Data lines:
════════

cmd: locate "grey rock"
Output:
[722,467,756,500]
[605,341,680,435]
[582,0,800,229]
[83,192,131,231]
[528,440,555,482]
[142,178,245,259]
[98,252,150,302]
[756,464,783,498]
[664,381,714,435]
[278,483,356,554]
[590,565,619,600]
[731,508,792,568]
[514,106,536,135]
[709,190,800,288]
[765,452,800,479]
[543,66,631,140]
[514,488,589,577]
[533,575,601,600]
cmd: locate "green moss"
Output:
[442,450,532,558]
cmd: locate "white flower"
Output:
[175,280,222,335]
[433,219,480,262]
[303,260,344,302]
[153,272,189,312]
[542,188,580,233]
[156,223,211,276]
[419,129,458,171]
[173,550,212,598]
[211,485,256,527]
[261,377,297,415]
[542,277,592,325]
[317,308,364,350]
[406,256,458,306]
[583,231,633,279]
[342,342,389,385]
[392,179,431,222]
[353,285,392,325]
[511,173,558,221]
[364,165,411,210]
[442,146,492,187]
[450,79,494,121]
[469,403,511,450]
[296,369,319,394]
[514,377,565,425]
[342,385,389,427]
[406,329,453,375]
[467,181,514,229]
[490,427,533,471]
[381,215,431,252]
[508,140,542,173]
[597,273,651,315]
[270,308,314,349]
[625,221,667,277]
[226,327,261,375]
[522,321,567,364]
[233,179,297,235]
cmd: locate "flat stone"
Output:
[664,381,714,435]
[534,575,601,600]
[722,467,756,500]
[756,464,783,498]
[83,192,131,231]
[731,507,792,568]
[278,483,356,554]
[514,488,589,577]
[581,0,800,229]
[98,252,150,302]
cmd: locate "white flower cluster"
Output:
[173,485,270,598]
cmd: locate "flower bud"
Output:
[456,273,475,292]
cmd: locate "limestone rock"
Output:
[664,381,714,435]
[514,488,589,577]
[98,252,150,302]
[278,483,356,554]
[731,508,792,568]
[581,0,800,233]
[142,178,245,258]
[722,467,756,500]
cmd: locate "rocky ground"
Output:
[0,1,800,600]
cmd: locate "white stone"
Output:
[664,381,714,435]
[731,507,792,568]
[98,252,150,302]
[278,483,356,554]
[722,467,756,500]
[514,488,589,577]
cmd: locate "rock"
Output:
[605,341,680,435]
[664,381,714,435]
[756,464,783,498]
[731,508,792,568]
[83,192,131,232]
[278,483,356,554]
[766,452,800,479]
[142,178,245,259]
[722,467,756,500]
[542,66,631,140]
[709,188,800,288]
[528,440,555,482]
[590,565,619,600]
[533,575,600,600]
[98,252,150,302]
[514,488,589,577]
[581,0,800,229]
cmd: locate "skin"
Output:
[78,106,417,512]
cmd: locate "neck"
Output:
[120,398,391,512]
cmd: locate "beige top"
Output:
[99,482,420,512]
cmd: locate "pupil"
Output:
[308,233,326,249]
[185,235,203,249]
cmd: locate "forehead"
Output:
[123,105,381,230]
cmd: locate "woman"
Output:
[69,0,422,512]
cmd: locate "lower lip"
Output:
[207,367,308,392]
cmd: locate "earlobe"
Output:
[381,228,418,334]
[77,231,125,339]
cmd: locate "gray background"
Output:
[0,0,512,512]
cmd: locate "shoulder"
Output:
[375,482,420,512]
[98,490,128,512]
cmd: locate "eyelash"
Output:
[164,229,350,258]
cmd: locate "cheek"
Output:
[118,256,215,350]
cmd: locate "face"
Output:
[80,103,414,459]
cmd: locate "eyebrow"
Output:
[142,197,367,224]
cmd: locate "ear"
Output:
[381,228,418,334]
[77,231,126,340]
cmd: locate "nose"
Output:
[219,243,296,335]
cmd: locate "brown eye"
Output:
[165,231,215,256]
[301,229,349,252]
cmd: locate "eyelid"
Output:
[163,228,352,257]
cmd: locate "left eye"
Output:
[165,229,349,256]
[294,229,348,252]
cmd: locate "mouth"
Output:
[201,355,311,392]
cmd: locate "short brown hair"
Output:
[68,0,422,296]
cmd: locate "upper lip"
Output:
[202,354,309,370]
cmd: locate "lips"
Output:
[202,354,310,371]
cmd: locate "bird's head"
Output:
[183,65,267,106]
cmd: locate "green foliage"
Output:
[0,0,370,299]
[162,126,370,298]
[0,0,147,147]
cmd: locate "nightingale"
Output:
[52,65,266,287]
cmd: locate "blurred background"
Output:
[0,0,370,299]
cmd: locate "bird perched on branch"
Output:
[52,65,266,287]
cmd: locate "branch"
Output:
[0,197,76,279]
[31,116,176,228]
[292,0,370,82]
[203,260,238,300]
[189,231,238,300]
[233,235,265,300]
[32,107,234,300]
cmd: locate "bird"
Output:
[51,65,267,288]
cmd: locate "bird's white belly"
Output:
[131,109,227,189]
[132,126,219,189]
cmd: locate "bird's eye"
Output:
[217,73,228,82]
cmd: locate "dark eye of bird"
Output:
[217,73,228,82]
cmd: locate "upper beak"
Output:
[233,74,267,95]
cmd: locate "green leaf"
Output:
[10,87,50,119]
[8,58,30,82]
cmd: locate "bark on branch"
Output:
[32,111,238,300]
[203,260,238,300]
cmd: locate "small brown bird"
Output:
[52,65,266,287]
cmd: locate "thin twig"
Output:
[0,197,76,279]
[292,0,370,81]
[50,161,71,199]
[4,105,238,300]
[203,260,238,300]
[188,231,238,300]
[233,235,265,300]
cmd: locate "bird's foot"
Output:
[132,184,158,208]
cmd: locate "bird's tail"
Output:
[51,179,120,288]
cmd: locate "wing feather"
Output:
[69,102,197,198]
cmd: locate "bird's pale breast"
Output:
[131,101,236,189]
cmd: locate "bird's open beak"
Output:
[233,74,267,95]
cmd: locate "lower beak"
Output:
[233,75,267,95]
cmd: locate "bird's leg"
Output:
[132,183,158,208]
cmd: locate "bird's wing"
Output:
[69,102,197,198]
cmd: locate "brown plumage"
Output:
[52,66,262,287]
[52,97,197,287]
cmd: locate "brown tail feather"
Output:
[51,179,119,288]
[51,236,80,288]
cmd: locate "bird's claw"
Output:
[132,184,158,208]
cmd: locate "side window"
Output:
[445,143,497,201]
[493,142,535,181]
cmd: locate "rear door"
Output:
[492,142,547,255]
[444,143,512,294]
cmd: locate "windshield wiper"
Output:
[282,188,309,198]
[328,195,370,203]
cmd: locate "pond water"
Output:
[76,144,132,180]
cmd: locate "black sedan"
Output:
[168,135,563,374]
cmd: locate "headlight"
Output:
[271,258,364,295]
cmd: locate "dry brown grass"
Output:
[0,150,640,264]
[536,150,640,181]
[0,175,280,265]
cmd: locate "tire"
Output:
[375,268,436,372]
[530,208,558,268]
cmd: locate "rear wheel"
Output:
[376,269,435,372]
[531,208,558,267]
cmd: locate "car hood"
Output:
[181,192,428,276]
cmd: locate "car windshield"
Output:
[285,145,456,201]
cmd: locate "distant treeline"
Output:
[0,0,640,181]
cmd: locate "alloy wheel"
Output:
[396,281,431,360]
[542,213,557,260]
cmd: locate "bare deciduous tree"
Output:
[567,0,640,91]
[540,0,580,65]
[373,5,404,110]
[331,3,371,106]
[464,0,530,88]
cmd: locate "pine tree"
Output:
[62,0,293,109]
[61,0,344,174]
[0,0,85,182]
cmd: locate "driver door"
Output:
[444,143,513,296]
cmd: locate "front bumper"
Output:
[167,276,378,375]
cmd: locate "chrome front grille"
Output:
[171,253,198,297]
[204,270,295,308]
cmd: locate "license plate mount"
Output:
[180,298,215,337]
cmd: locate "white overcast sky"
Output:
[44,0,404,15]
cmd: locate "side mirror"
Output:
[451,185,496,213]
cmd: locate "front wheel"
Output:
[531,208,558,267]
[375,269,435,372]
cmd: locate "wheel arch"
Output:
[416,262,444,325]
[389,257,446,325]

════════

Please scale the rows from the start of the rows through the line that contains "[173,485,270,598]", copying every line again with the locate commands unchanged. Multiply each bounding-box coordinate in the outputs by 2.3 and round it to a whole number, with halves rounded up.

COMPLETE ANSWER:
cmd: locate "grey rock"
Output:
[1661,1074,1739,1150]
[1392,784,1564,1001]
[1339,0,1840,527]
[191,442,301,531]
[1214,1012,1277,1109]
[327,409,564,596]
[225,580,345,695]
[1739,1067,1801,1145]
[1527,876,1642,1001]
[639,1111,819,1274]
[1357,1300,1424,1380]
[1681,1168,1822,1306]
[1182,244,1233,311]
[1631,437,1840,662]
[1760,1040,1840,1102]
[1249,152,1451,322]
[1182,1122,1355,1327]
[1226,1323,1382,1380]
cmd: locate "green moss"
Output:
[1017,1035,1224,1283]
cmd: locate "white flower"
Output:
[403,644,511,771]
[996,504,1104,603]
[697,598,791,695]
[352,626,435,718]
[1247,432,1334,536]
[359,513,485,635]
[964,297,1053,393]
[398,1265,488,1375]
[485,1116,589,1212]
[600,867,683,955]
[1247,637,1362,748]
[729,708,837,805]
[934,589,1053,704]
[1341,531,1456,642]
[787,787,895,886]
[902,412,991,511]
[812,656,902,748]
[1175,398,1283,508]
[837,380,945,483]
[1017,336,1132,430]
[1035,182,1136,278]
[1079,927,1175,1035]
[681,849,734,906]
[1182,867,1300,978]
[787,886,895,982]
[934,757,1042,863]
[1074,416,1182,527]
[1127,982,1226,1083]
[876,495,991,580]
[1168,322,1247,398]
[1373,628,1497,725]
[621,708,722,803]
[1438,508,1534,637]
[520,752,600,863]
[1201,738,1304,837]
[536,412,683,541]
cmd: locate "flat stone"
Output:
[1527,876,1642,1001]
[1228,1323,1382,1380]
[1661,1074,1739,1150]
[1739,1067,1801,1145]
[191,442,301,531]
[1681,1166,1822,1306]
[639,1111,819,1274]
[1182,1122,1355,1327]
[1336,0,1840,527]
[225,580,345,695]
cmd: locate "white flower cluster"
Output:
[398,1116,621,1375]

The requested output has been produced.